→ **WRITTEN PROBLEM**: Write out the material below again, swapping every "bbox-find" for "box-locate" and leaving everything else untouched. Leave out the pictures.

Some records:
——————————

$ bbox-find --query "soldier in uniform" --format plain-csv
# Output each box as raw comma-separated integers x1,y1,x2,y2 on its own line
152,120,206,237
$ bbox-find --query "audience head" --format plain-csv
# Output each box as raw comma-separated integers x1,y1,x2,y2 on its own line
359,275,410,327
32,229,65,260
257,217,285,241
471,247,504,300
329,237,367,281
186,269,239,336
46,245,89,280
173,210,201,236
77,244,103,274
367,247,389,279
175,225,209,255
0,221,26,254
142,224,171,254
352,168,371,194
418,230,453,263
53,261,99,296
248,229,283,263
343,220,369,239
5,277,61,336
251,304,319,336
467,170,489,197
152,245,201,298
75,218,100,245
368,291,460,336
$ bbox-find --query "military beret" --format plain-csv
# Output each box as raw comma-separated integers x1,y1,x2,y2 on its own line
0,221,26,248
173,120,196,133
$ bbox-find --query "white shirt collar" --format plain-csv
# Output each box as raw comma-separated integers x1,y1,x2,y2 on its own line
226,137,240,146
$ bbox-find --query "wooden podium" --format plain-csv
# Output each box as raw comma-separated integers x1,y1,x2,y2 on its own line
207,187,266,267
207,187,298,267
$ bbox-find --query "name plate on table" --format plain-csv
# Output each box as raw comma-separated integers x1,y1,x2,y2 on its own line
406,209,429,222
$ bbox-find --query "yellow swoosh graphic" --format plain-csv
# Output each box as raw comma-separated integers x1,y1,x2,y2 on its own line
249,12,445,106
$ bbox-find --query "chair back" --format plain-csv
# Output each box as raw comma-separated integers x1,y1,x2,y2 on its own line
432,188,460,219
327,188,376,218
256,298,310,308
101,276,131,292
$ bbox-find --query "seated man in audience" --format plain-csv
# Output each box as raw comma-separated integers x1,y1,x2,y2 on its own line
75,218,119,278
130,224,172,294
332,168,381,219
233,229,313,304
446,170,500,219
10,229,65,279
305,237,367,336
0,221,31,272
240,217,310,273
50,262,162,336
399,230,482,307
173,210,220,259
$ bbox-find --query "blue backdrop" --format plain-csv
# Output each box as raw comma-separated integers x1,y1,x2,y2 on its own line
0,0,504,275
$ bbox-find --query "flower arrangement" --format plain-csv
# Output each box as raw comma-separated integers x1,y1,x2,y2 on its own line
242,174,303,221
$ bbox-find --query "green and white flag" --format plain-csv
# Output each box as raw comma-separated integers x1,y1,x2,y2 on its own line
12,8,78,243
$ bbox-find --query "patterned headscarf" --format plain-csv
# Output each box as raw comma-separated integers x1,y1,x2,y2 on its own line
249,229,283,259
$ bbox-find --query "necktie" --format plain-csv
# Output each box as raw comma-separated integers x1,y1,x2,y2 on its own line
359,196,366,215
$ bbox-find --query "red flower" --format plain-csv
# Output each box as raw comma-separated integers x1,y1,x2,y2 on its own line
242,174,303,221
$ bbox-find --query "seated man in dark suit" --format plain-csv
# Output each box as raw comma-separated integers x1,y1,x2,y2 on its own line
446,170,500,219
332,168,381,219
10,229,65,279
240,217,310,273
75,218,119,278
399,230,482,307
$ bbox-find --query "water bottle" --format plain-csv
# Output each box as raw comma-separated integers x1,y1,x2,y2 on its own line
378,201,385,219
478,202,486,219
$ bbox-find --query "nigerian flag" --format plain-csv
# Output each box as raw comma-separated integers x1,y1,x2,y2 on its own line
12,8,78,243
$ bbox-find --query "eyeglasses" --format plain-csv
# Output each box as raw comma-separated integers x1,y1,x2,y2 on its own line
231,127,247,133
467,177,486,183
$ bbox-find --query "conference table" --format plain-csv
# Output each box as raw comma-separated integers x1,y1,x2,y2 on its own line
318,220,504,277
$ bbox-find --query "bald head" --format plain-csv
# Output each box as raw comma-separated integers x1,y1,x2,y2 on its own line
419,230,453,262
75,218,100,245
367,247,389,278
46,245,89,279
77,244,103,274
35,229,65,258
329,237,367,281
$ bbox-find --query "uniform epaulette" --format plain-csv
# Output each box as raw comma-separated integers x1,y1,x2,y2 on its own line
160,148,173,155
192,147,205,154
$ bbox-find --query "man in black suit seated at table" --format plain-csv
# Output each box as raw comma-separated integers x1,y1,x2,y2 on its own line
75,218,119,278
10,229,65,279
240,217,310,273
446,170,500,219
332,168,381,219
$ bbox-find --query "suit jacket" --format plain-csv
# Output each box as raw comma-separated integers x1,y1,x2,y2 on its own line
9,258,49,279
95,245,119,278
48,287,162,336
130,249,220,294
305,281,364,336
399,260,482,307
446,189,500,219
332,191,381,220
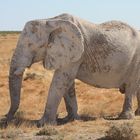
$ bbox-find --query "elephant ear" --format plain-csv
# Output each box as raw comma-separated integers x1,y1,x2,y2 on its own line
45,20,84,69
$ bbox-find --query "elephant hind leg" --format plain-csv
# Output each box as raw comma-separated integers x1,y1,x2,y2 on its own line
119,83,137,119
135,90,140,116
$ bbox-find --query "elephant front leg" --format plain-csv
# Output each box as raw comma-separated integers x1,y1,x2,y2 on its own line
62,82,79,122
37,70,75,127
119,86,134,119
135,90,140,116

——————————

→ **EXPECTED OUTPUT**:
$ box-locate --query "soldier in uniform" --format plain-csv
# Output each box as raw comma-separated integers x1,y1,x2,y2 on its own line
152,120,206,237
$ box-locate --query "audience head" --format plain-csv
# Output each box as raw comma-separated integers x1,y1,x2,y2 on its own line
359,275,410,327
32,229,65,260
257,217,285,241
471,247,504,300
329,237,367,281
186,269,239,336
46,245,89,280
173,210,201,236
77,244,103,274
367,247,389,279
175,225,209,255
0,221,26,254
142,224,171,254
352,168,371,194
418,230,453,263
53,261,99,296
248,229,283,263
343,220,369,239
5,277,61,336
251,304,319,336
467,170,489,197
152,245,201,298
75,218,100,245
368,291,460,336
$ box-locate --query "military beret" --format plain-csv
# Output each box as raw comma-separated integers x1,y1,x2,y2 on its own line
0,221,26,248
173,120,196,133
$ box-locate --query "white shirt collar" --format plain-csv
# Output each box as raw comma-separated integers x1,y1,x2,y2 on its own line
226,137,240,146
$ box-locate --query "wooden podium" --format plain-csv
# Output each box as raw comma-separated integers x1,y1,x2,y2 on its own line
207,187,266,267
207,187,298,267
$ box-locate --query "name plate on table" --format plain-csv
# Output each box as raw comma-separated integers x1,y1,x2,y2 on its own line
406,209,429,222
$ box-locate --query "yellow swoosh graphic" --format plain-csv
# Output each box as raw comma-separated integers x1,y1,x2,y2 on its own line
249,12,445,106
$ box-locate --query "chair back" --format plain-csv
# Output each box as raw comma-separated integers x1,y1,x2,y2 on its own line
432,188,460,219
327,188,376,218
256,298,310,308
101,276,131,292
$ box-locate --query "seated man in audience" --format plain-csv
# Output each box as raw comma-separated integers x1,y1,x2,y2 on its own line
75,218,119,278
130,224,172,294
332,168,381,219
233,229,313,304
446,170,500,219
10,229,65,279
305,237,367,336
0,221,31,272
240,217,310,273
50,262,162,336
399,230,482,307
173,210,220,259
$ box-locate --query "blue backdrop" --format plain-csv
# Output each box as raw comma-separated integers x1,y1,x2,y2 on its own line
0,0,504,275
$ box-locate --query "flower arrangement" --format plain-csv
# Output each box as raw comma-separated integers x1,y1,x2,y2 on its own line
242,174,303,221
$ box-locate --query "green and white flag" --format plain-csv
# Output each box as raw comma-separated integers x1,y1,x2,y2 on its own line
12,8,78,243
$ box-locate --query "patterned headscarf" --format plain-csv
# Output each box as raw comma-separated integers x1,y1,x2,y2 on its own line
249,229,283,259
$ box-locate --query "necktie" --format plain-csv
# Output each box as raw comma-separated integers x1,y1,x2,y2 on its own line
359,196,366,215
$ box-locate --query "red flower" --format plain-csv
# Output each box as raw comma-separated integers x1,y1,x2,y2 on its own line
242,174,303,221
$ box-locate --query "seated man in dark suit" --format plain-csv
# Output each box as raw comma-separated integers x1,y1,x2,y2 on its own line
446,170,500,219
332,168,381,219
10,229,65,279
240,217,310,273
75,218,119,278
399,230,482,307
$ box-locate --query "water bottle" --format plain-csv
# Output each box as raw comma-separated integers x1,y1,x2,y2 on its own line
378,201,385,219
478,202,486,219
$ box-locate --query "nigerian flag" --format plain-csv
# Output each box as raw comma-separated integers x1,y1,x2,y2 on its own line
12,8,78,243
$ box-locate --query "eyeglasses" --format plain-csv
# Output each box as raw comma-separated integers x1,y1,x2,y2 on its own line
231,127,247,133
467,177,486,183
$ box-locate --query "conference table" --format plain-csv
# Output each box as raw comma-separated integers x1,y1,x2,y2 on its own line
318,220,504,277
$ box-locate --query "bald head" --format plain-csv
# Output each box as raw comma-separated integers x1,y1,x2,y2 on its own line
419,230,453,262
75,218,100,245
367,247,389,278
46,245,89,279
77,244,103,274
35,229,65,258
329,237,367,281
$ box-locate --query "uniform epaulette" --format plain-csv
# Output each box as raw comma-separated integers x1,y1,x2,y2 on its own line
160,148,173,155
192,147,205,154
$ box-locate --query "man in black suit seated at table" --format plain-csv
# Output each box as raw comma-separated integers x1,y1,x2,y2 on its own line
75,218,119,278
10,229,65,279
240,217,310,273
446,170,500,219
332,168,381,219
$ box-locate --query "suit jacket" --format plain-csv
# Output each box as raw comma-separated integers x1,y1,x2,y2 on its own line
9,258,49,279
95,245,119,278
48,287,162,336
130,249,220,294
305,281,364,336
399,260,482,307
446,189,500,219
332,191,381,220
$ box-locate --query "elephant ear" --format plain-csv
# Output each box as raw comma-separated integers x1,y1,x2,y2 on its own line
45,20,84,69
$ box-locate --query "elephant hind leg" --format plain-csv
# Output each box as raw comma-separated integers x1,y1,x2,y2 on its own line
119,83,137,119
135,90,140,116
$ box-locate --query "elephant front leg" --format plain-csv
# Output each box as raw comma-separated integers x1,y1,x2,y2 on its own line
62,82,79,122
37,70,75,127
119,86,134,119
135,90,140,116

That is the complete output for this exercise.